OBJECTIVE: Make an exact copy of the entries below with the pictures removed.

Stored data
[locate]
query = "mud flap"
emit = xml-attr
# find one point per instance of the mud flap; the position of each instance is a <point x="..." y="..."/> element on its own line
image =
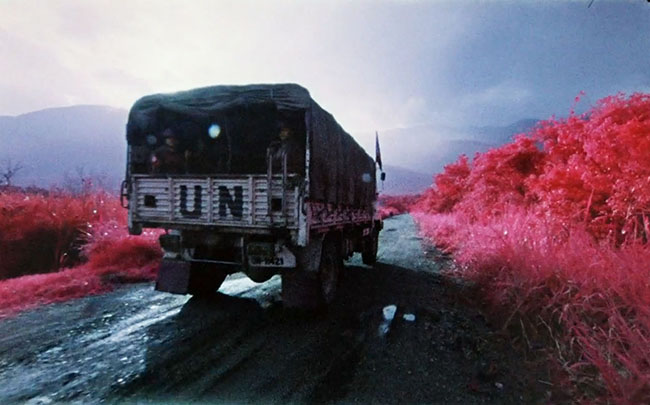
<point x="173" y="276"/>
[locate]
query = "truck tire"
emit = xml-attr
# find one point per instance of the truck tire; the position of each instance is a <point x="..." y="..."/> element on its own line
<point x="205" y="279"/>
<point x="330" y="269"/>
<point x="311" y="289"/>
<point x="369" y="252"/>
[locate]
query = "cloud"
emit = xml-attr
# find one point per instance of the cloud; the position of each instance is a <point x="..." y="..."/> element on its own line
<point x="374" y="65"/>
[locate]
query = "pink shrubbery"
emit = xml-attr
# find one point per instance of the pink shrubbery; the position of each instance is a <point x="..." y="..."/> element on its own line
<point x="553" y="228"/>
<point x="79" y="241"/>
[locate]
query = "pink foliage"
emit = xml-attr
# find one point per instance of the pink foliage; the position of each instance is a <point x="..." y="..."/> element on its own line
<point x="553" y="229"/>
<point x="87" y="232"/>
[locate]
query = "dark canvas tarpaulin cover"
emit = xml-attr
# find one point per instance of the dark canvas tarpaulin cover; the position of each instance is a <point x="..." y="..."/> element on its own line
<point x="340" y="171"/>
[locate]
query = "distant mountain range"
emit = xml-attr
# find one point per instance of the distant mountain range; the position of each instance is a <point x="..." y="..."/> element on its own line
<point x="428" y="148"/>
<point x="58" y="145"/>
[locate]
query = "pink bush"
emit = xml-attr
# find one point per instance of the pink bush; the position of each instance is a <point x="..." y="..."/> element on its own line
<point x="553" y="229"/>
<point x="91" y="227"/>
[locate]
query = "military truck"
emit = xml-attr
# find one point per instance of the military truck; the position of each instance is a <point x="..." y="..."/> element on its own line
<point x="258" y="179"/>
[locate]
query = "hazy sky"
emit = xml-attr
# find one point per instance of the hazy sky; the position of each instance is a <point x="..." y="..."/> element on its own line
<point x="373" y="64"/>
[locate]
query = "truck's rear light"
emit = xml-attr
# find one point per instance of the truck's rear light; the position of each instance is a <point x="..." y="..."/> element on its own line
<point x="170" y="243"/>
<point x="150" y="201"/>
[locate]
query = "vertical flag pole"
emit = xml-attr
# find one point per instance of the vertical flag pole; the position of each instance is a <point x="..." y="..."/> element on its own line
<point x="378" y="160"/>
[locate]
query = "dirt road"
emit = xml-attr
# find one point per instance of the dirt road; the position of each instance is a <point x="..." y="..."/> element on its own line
<point x="138" y="345"/>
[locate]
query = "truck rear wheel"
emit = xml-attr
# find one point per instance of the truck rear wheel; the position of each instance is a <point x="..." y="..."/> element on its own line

ANSWER BELOW:
[locate]
query = "mud flap"
emit = xml-attr
# find one point per instance of the mud flap; the position of each instance is a <point x="..." y="..."/> element on its own line
image =
<point x="173" y="276"/>
[locate]
query = "truck tire"
emit = xml-attr
# find one point per instance of the truck tire; the position of each instance is a <point x="..." y="..."/> element on its own line
<point x="205" y="279"/>
<point x="330" y="269"/>
<point x="311" y="289"/>
<point x="369" y="252"/>
[locate]
query = "cloud"
emit = xml-attr
# find one point per instance of the cloud; the position of each instance is a <point x="..." y="..."/> element on its own line
<point x="374" y="65"/>
[locate]
query = "pink shrubbery"
emit = xml-attr
# find one point per instance of the pink shrubbery; the position of each instance is a <point x="..." y="..."/> element on its own line
<point x="553" y="228"/>
<point x="79" y="241"/>
[locate]
query = "pink foliage"
emit = xml-attr
# find one point per instance of the pink foliage; the position of each instance is a <point x="..." y="..."/> element on its own line
<point x="553" y="229"/>
<point x="87" y="232"/>
[locate]
query = "dark canvas tarpaulin cover"
emit = xml-attr
# find one point per instance of the dark canvas tarpaulin cover; the position of each instance is a <point x="..." y="..."/> element on its own line
<point x="340" y="171"/>
[locate]
query = "distant mountain range"
emit = xml-attr
# find one point per instance of the distant mountain range; the position of each instance is a <point x="..." y="..."/> element on its own line
<point x="428" y="148"/>
<point x="58" y="145"/>
[locate]
query = "pink bush"
emit = xml-attr
# find one point per instance of the pink bush; the position of each instance is a <point x="..." y="..."/> element on its own line
<point x="553" y="229"/>
<point x="91" y="227"/>
[locate]
query = "military truck"
emit = xml-attr
# find one point per instance of the military truck; the position of each instance is a <point x="..." y="..."/> element on its own line
<point x="258" y="179"/>
[locate]
query = "hazy sky"
emit = xml-attr
# find one point per instance of the hazy sky; the position of each instance is a <point x="..." y="..."/> element on its own line
<point x="373" y="64"/>
[locate]
query = "truck's rear light"
emit = xml-attr
# find one point per instance of the truck's rear light; the position of each instance is a <point x="..." y="..."/> element on its own line
<point x="170" y="243"/>
<point x="150" y="201"/>
[locate]
query = "vertical flag pole"
emit = xml-attr
# find one point per instance of the vertical flag pole; the position of each instance is a <point x="..." y="..."/> element on its own line
<point x="378" y="160"/>
[locate]
query = "dirt road"
emit = xml-attr
# find one point per instance of the dirt road; the position of each instance is a <point x="..." y="..."/> element on its own line
<point x="138" y="345"/>
[locate]
query = "truck rear wheel"
emit = xml-attr
# find one point per instance of the truck rear wheel; the position of each instance is a <point x="..." y="..."/> element on its own line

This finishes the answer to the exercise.